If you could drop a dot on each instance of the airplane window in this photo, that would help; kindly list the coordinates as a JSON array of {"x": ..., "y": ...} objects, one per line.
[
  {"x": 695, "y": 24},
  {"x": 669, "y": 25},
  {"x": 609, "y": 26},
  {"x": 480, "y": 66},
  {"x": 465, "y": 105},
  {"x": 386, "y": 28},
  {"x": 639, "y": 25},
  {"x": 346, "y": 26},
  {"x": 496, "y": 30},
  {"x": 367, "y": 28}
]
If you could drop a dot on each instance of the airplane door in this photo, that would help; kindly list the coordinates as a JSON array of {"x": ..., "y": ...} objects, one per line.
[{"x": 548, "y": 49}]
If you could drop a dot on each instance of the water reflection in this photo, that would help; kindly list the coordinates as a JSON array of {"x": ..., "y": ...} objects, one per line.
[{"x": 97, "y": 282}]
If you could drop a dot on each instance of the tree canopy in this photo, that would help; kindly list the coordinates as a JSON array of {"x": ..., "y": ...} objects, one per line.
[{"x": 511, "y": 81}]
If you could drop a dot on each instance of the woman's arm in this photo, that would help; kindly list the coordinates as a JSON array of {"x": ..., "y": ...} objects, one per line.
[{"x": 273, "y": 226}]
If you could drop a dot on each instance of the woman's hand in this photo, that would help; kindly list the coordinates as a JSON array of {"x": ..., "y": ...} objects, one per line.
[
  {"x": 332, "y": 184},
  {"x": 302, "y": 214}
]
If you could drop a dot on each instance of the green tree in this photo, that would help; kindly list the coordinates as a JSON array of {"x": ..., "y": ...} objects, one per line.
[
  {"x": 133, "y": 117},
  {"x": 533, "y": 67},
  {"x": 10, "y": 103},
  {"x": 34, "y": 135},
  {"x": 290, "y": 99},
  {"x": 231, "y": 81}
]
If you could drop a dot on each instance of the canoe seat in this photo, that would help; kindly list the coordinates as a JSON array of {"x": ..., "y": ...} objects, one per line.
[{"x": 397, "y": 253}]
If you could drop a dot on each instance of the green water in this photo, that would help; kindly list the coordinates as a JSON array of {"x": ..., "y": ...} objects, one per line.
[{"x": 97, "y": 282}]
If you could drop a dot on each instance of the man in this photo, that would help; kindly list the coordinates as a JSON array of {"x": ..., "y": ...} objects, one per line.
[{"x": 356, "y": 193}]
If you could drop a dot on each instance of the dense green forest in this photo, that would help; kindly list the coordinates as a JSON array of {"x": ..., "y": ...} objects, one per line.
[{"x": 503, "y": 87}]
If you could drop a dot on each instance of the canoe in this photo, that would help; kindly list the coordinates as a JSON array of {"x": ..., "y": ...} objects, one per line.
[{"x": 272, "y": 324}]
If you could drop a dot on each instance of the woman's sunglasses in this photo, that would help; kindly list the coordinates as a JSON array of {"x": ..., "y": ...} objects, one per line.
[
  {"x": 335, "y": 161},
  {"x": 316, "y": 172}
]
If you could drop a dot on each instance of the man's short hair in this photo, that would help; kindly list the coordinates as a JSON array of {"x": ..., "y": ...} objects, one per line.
+ + + + + + +
- Task to carry out -
Your answer must be the lines from the one that contains "the woman's sunglasses" through the last line of the entries above, copied exactly, with no other lines.

- Exercise result -
If you could drop a dot on each instance of the woman's sunglasses in this photo, that would help; kindly list the coordinates as a JSON array of {"x": ..., "y": ...} objects, one per line.
[
  {"x": 335, "y": 161},
  {"x": 316, "y": 172}
]
If you could drop a dot on each instance of the man's short hair in this photo, that would help; kindly list the coordinates as a JSON array of {"x": ..., "y": ...} objects, one per line.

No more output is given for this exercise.